--- BEGIN EXCERPT TO READ ---

Dragonslayer Review


Dragonslayer is a film so drenched in skate culture, it’s fair to say that an interest in said culture is probably beneficial to one’s ability to fully love this film. Having said that, I come from a perspective of little-to-no interest in skateboarding yet I still managed to find something worthwhile in the creative vision behind this tale of a down-and-out ex-professional skateboarder dealing with unexpected fatherhood while searching for the perfect empty pools to skate.

The film follows Josh “Screech” Sandoval as he navigates a teenage existence of drugs, parties, skating, and travelling; all while trying to be a Dad. Actually, I’m not even sure of Screech is a technically a teenager, but he certainly carries himself in the same disaffected, irresponsible, self-centred fashion. The film is a sort of coming of age tale, taking place during an endless summer that consists mostly of getting high and invading backyards to take advantage of empty pools throughout the suburbs of Fullerton, California. There’s a sense of wasted potential on display as Screech attempts to rationalize his decision to leave pro-skating while remaining ‘active’ by giving half-assed performances at small skate competitions. Luckily he manages to hook up with a girl who seems equally lethargic and the perfect companion with which to waste the summer away. In one scene the couple takes Screech’s new baby to a zoo. It’s his first day out alone with the kid and his inability to re-assemble the collapsable stroller shows his level of involvement in the upbringing of his son. It’s probably for the best. Some might find a way to romanticize this story as kids coming of age, but I couldn’t get past my distaste for practically everybody in this film to approach things from such an ideal perspective. (I say this cautiously and with a degree of trepidation as my experience with these people is limited only to the running time of this film.)

HAVING SAID ALL OF THAT…Dragonslayer does feel like an authentic experience and that’s what elevated it beyond it’s characters for me. It’s stylized and kinetic and that energy compliments the kids perfectly. You could say Dragonslayer is a sort of non-fiction, modern update of Kids, only with more skateboarding and less AIDS. No AIDS, in fact. These characters might make poor choices, but they’re not as flat out despicable as the teens in Larry Clark’s film. (It’s worth noting that both Kids and Dragonslayer were produced by indie icon Christine Vachon.) It’s also probably no coincidence that Dragonslayer is distributed by record label Drag City, who also released Harmony Korine’s lo-fi, found footage film Trash Humpers. While Dragonslayer might be a bit more accessible than something like Trash Humpers (or even Kids), it still exists within the same sub-genre of aimless hang-out films that indulge in the attitude, fashions, and aesthetics of a particular counter-culture. The thing I always struggle with in these films is the filmmaker’s insistence upon treating the actions of their characters as dysfunctional while glorifying their surroundings. Some of the weight of Josh’s decisions feels muted when placed against a punk rock soundtrack and music video aesthetics.

--- END EXCERPT TO READ ---

- GIVEN PROBLEM
Resume the Dragonslayer film review above, starting right after its last sentence.

--- BEGIN LISTING ---

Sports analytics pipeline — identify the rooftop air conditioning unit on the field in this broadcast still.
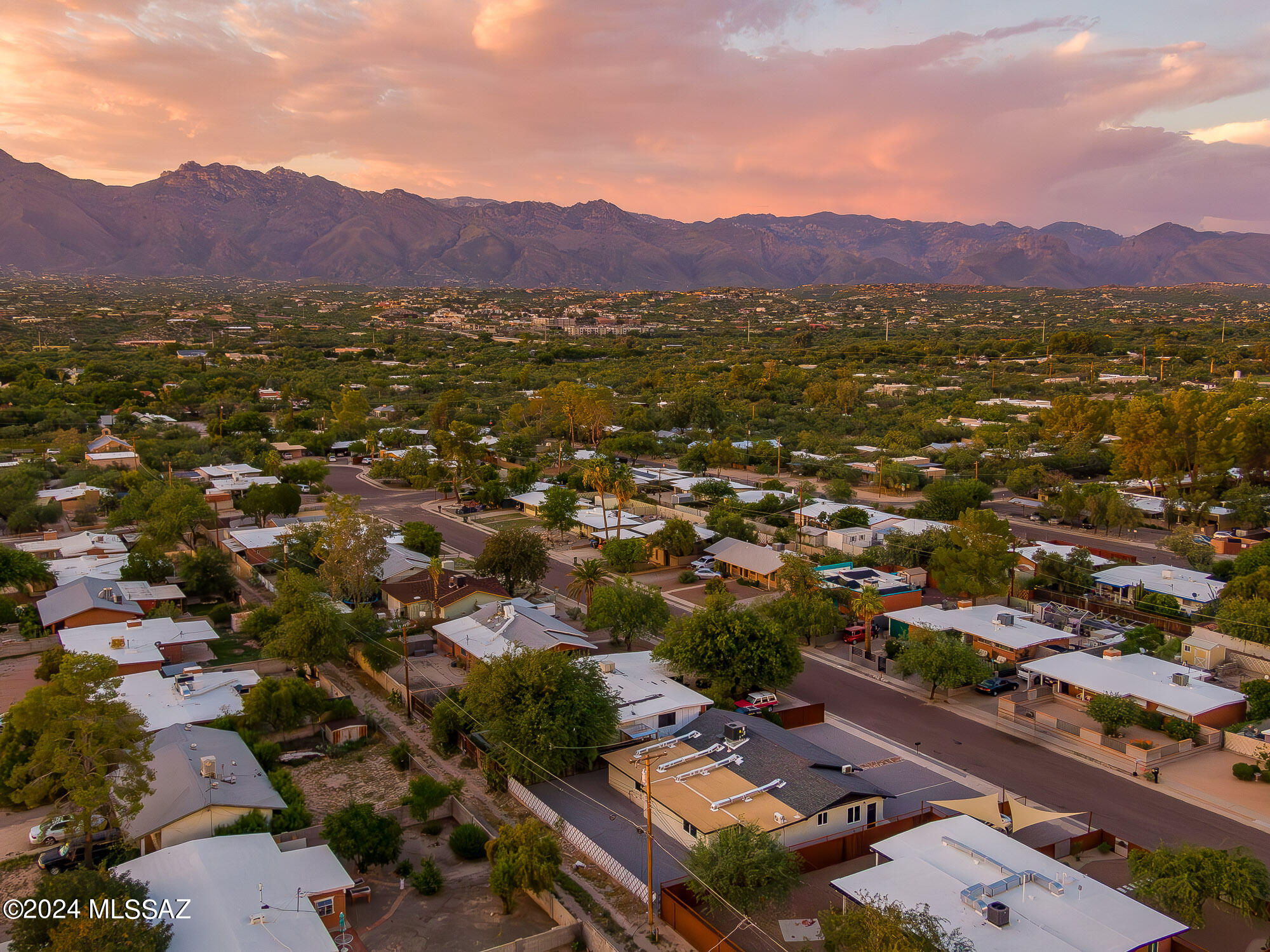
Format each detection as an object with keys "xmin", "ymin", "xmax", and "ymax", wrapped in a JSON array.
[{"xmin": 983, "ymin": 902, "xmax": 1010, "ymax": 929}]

--- END LISTING ---
--- BEGIN LISTING ---

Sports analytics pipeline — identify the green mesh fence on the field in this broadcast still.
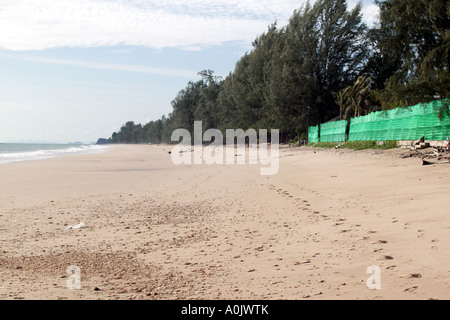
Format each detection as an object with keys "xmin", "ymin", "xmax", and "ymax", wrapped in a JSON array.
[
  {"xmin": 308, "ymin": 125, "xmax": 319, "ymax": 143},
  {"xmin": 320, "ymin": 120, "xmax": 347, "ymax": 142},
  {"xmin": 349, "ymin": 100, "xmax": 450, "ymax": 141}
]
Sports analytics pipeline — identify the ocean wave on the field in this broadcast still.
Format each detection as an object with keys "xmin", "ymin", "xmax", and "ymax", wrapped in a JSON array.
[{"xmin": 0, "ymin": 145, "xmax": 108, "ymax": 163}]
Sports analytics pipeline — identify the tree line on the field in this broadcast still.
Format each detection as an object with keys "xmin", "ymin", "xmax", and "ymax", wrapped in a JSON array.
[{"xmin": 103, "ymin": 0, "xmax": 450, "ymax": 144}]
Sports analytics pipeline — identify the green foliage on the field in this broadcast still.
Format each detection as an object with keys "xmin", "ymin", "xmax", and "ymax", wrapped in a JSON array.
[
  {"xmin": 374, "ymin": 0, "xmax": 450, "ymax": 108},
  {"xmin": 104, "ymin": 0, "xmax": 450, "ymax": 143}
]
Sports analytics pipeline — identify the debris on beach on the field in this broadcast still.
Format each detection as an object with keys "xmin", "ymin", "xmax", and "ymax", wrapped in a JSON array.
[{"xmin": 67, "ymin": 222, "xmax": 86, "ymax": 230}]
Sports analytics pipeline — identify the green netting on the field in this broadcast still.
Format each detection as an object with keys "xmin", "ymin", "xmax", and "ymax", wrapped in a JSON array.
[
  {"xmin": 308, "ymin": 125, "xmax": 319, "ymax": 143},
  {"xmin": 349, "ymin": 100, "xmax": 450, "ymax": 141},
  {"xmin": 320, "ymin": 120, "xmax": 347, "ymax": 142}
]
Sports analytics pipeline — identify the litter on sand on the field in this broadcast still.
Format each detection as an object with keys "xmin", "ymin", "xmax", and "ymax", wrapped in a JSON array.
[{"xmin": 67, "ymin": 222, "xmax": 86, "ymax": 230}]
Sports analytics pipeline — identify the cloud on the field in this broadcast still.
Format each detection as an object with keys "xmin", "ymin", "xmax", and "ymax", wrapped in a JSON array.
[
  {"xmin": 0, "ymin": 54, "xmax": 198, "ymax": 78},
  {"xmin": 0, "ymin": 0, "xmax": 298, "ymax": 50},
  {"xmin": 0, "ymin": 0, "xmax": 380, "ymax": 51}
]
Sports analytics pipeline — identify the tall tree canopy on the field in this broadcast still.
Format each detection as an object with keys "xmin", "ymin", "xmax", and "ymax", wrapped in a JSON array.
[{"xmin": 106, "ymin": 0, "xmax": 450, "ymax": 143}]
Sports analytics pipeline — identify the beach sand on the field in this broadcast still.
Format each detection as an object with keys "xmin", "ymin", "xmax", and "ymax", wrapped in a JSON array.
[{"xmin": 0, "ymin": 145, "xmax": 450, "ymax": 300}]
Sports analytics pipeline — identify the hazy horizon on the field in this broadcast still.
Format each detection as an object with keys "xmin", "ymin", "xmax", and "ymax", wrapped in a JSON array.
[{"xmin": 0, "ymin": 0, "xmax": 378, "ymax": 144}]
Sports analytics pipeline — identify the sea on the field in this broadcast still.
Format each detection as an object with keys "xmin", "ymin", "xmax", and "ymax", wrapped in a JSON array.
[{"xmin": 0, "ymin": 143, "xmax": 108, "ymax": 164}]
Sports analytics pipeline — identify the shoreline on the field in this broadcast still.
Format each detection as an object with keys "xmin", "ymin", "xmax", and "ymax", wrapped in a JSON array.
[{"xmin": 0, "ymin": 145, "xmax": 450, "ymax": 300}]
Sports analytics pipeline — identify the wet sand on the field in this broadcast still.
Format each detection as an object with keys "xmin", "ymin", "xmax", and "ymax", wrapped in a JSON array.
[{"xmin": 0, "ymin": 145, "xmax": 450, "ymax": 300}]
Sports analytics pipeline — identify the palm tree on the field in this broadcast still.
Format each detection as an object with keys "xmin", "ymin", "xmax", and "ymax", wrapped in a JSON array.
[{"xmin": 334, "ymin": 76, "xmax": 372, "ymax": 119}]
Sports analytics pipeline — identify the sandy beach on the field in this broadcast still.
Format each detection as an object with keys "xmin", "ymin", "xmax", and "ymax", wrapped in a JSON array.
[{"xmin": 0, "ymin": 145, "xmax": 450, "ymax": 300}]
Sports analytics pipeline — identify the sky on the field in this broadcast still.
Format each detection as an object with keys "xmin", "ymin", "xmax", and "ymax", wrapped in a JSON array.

--- END LISTING ---

- ANSWER FOR THIS EXERCISE
While Dragonslayer is shot quite well, there are a few seemingly superfluous artistic choices that stood out to me. Mainly the idea of breaking down the story into numbered chapters, counting backwards from ten. It seems like an attempt at bringing some order to the otherwise chaotic narrative, but I found myself questioning what seemed to be nothing more than a stylistic flourish. In fact, it almost gave me a false sense of impending doom or a hint of some cataclysmic event to come. It’s not really a deal breaker though. It was the dynamic editing style of Dragonslayer that caught my attention, even if some of the imagery seems stuck somewhere between a Vice Magazine photo spread and a Levi’s commercial. Still, there is some inspired filmmaking on display that’s refreshingly playful within the documentary constraints. I’m all for the sort of visual experimentation that Tristan Patterson injects into his film and I’m not about to discount it simply because I don’t have a vested interest in the subject matter.

The fact that I didn’t love Dragonslayer is irrelevant as I don’t think the goal of the film is wide scale acceptance. It’s mere existence seems rooted in provocation. It seems both willing to criticize the actions of its characters yet ready to call the viewer out on any judgement they might cast upon its subjects. The film is caught somewhere between cautionary and cool. Still, I do appreciate it as another interesting entry in the new generation modern documentary filmmakers who continually push the boundaries of non-fiction storytelling.
— Jay C.


11/04-11/10/11 – NEW YORK, NY @ Cinema Village
11/11-11/17/11 – LOS ANGELES, CA @ Downtown Independent (w/ additional screenings tba)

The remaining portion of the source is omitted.